(Problem to solve)
Identify each line below that contains the string "cliff" and copy those lines.

[Start Input rows]

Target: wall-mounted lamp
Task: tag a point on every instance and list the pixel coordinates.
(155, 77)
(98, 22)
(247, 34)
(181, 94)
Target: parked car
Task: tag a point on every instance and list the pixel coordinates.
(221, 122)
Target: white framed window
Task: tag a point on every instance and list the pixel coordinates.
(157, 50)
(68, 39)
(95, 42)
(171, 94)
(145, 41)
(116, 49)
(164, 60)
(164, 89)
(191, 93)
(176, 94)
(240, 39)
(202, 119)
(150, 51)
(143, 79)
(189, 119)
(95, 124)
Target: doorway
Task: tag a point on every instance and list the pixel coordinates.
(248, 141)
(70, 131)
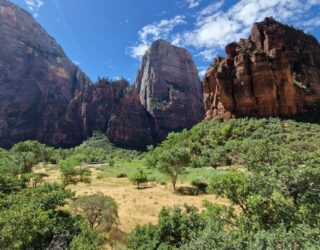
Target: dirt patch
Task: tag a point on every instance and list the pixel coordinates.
(136, 207)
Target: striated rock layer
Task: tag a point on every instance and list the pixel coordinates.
(275, 72)
(112, 108)
(37, 80)
(170, 88)
(45, 97)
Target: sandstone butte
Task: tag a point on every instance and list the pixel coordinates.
(275, 72)
(45, 97)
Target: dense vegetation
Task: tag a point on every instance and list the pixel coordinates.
(271, 177)
(273, 187)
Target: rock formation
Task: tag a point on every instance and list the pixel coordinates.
(275, 72)
(37, 80)
(45, 97)
(170, 88)
(112, 108)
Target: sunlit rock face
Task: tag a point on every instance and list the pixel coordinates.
(275, 72)
(45, 97)
(37, 80)
(111, 108)
(170, 88)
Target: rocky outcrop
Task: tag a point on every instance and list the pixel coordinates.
(45, 97)
(37, 80)
(170, 88)
(112, 108)
(275, 72)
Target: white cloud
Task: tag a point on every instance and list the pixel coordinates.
(313, 22)
(152, 32)
(34, 6)
(192, 3)
(214, 28)
(75, 62)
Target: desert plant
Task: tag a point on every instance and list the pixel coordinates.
(139, 178)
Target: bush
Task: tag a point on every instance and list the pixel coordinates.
(175, 228)
(201, 185)
(72, 172)
(139, 178)
(122, 175)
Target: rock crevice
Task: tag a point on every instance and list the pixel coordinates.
(275, 72)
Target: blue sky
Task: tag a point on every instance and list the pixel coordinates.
(108, 37)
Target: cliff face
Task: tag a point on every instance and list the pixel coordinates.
(275, 72)
(45, 97)
(111, 108)
(37, 80)
(170, 89)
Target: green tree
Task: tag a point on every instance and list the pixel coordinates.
(29, 154)
(99, 210)
(176, 227)
(139, 178)
(72, 172)
(173, 163)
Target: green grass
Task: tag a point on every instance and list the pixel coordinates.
(130, 168)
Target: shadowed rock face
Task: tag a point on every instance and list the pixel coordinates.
(113, 109)
(45, 97)
(275, 72)
(37, 80)
(170, 88)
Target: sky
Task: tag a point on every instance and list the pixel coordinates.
(107, 38)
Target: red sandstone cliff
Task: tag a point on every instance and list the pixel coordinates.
(275, 72)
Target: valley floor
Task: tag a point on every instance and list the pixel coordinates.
(138, 207)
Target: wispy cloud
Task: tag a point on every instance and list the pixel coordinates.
(214, 27)
(34, 6)
(217, 24)
(152, 32)
(192, 3)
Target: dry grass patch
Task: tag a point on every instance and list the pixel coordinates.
(136, 207)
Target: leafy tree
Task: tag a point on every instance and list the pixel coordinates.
(72, 172)
(139, 178)
(29, 153)
(176, 227)
(8, 164)
(99, 210)
(173, 163)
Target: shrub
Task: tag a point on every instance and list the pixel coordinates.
(173, 163)
(139, 178)
(122, 175)
(72, 172)
(201, 185)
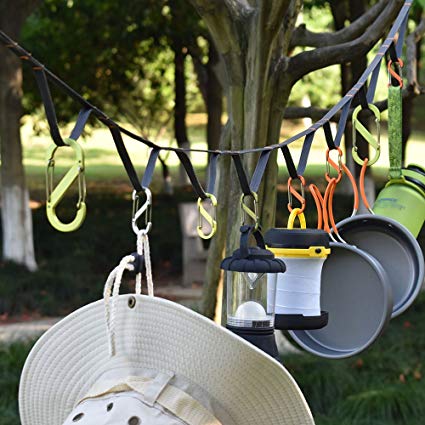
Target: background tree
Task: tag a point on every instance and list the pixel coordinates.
(255, 39)
(18, 244)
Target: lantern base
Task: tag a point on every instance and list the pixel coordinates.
(299, 322)
(262, 338)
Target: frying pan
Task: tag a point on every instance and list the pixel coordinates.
(396, 250)
(356, 293)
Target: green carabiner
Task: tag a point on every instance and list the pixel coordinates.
(54, 196)
(370, 139)
(211, 220)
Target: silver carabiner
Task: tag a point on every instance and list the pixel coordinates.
(145, 209)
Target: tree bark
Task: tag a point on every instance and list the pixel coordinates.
(254, 40)
(214, 97)
(18, 245)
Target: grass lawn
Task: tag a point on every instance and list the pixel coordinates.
(384, 386)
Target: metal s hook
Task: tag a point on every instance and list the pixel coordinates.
(359, 127)
(54, 196)
(145, 209)
(204, 214)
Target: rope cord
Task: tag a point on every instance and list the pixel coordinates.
(113, 283)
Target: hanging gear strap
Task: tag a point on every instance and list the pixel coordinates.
(150, 168)
(190, 171)
(50, 110)
(395, 131)
(125, 158)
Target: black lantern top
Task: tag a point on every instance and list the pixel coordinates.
(254, 259)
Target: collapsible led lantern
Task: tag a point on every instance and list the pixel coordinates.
(297, 297)
(250, 272)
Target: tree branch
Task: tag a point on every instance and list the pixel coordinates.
(411, 57)
(276, 11)
(299, 112)
(311, 60)
(220, 20)
(303, 37)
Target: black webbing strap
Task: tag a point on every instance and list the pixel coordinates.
(212, 172)
(49, 108)
(243, 180)
(78, 129)
(292, 170)
(373, 83)
(362, 97)
(165, 170)
(150, 168)
(305, 151)
(394, 59)
(259, 170)
(122, 152)
(246, 232)
(247, 187)
(342, 123)
(328, 136)
(184, 159)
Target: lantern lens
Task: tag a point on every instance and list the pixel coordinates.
(247, 300)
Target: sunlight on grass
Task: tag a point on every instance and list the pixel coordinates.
(103, 162)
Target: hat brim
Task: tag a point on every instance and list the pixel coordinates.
(253, 388)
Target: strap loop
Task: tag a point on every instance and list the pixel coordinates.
(145, 209)
(125, 158)
(395, 77)
(328, 135)
(184, 159)
(150, 168)
(370, 139)
(292, 170)
(395, 118)
(49, 107)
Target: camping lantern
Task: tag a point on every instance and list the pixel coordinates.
(250, 275)
(297, 296)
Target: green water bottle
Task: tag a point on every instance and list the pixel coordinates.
(403, 197)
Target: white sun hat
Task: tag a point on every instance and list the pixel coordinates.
(154, 362)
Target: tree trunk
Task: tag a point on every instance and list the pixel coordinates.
(257, 92)
(214, 100)
(180, 129)
(16, 215)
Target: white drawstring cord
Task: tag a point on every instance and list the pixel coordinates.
(143, 248)
(113, 283)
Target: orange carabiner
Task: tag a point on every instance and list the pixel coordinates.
(292, 192)
(362, 185)
(337, 167)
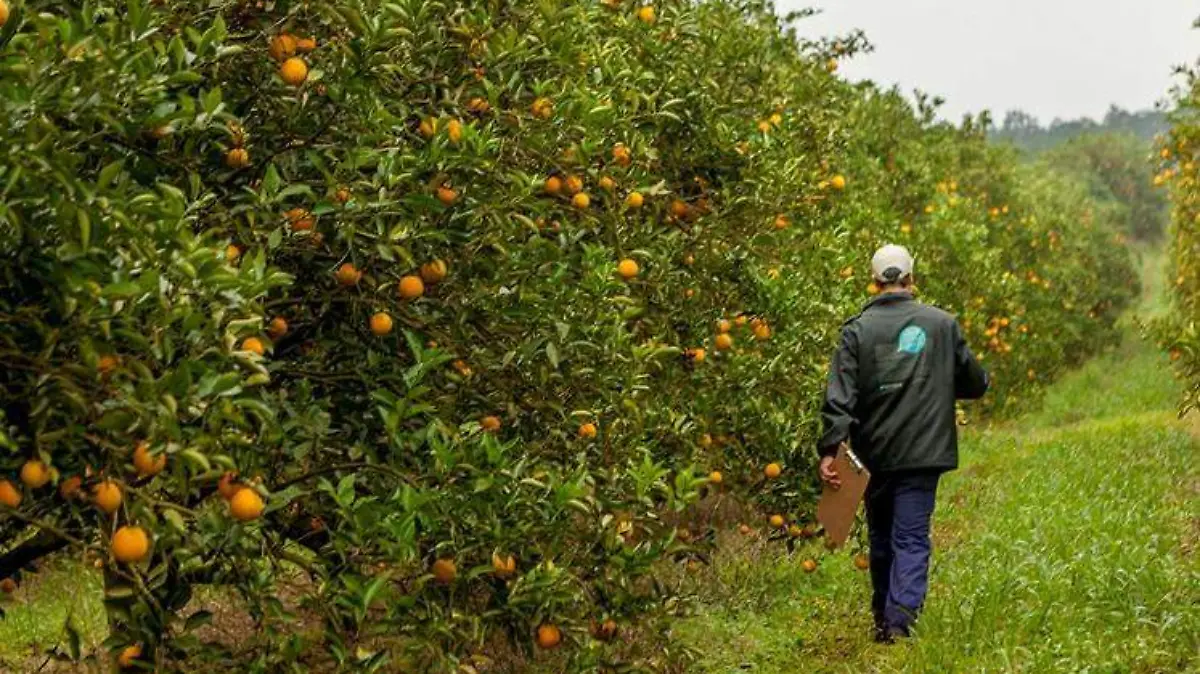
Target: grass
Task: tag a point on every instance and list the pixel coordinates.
(1066, 543)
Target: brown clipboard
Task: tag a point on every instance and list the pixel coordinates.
(839, 507)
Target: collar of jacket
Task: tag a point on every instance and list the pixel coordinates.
(888, 298)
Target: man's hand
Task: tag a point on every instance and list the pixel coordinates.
(828, 475)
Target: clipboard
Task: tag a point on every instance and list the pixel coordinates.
(839, 507)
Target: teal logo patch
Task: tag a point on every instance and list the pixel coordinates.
(912, 339)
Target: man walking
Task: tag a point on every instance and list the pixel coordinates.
(892, 389)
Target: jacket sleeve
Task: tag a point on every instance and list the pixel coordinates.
(971, 380)
(841, 395)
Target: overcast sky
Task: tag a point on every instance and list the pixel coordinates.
(1050, 58)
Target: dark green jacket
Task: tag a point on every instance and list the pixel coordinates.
(893, 384)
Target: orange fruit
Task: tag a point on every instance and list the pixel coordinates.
(35, 474)
(347, 275)
(628, 269)
(412, 287)
(277, 328)
(283, 46)
(549, 637)
(129, 656)
(145, 463)
(252, 344)
(10, 494)
(433, 271)
(70, 487)
(246, 505)
(444, 571)
(504, 566)
(294, 71)
(130, 545)
(238, 157)
(381, 324)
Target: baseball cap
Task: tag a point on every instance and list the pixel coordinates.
(892, 263)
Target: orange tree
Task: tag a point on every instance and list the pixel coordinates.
(453, 310)
(1179, 330)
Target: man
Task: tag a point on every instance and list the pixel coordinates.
(892, 389)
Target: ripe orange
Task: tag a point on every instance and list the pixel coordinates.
(294, 71)
(246, 505)
(252, 344)
(412, 287)
(283, 46)
(504, 566)
(444, 571)
(70, 487)
(433, 271)
(277, 328)
(129, 656)
(130, 545)
(381, 324)
(35, 474)
(347, 275)
(628, 269)
(549, 637)
(10, 494)
(454, 131)
(145, 463)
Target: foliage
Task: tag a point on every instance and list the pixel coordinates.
(197, 258)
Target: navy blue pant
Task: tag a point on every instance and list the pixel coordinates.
(899, 512)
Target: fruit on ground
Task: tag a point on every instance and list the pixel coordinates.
(549, 637)
(145, 463)
(444, 571)
(381, 324)
(130, 545)
(107, 495)
(35, 474)
(628, 269)
(294, 71)
(246, 505)
(10, 494)
(412, 287)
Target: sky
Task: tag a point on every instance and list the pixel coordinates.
(1050, 58)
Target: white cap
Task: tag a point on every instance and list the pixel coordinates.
(891, 264)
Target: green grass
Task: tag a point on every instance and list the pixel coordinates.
(1066, 543)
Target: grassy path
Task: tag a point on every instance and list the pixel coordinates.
(1068, 542)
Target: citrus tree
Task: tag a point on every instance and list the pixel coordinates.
(449, 313)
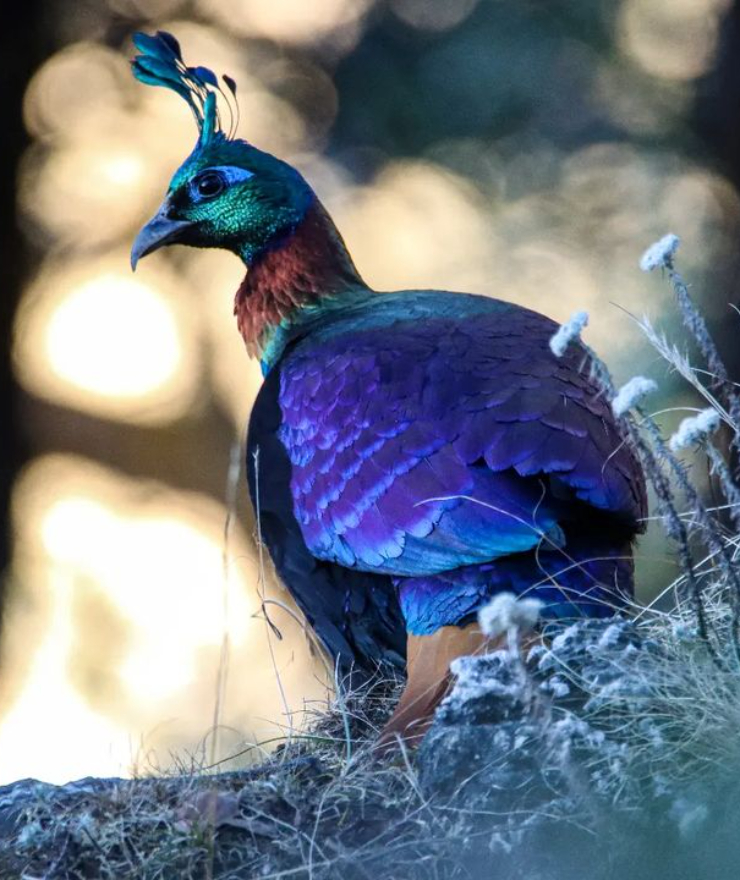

[End Input rows]

(Reply)
Target: cliff face
Target: red sandstone cliff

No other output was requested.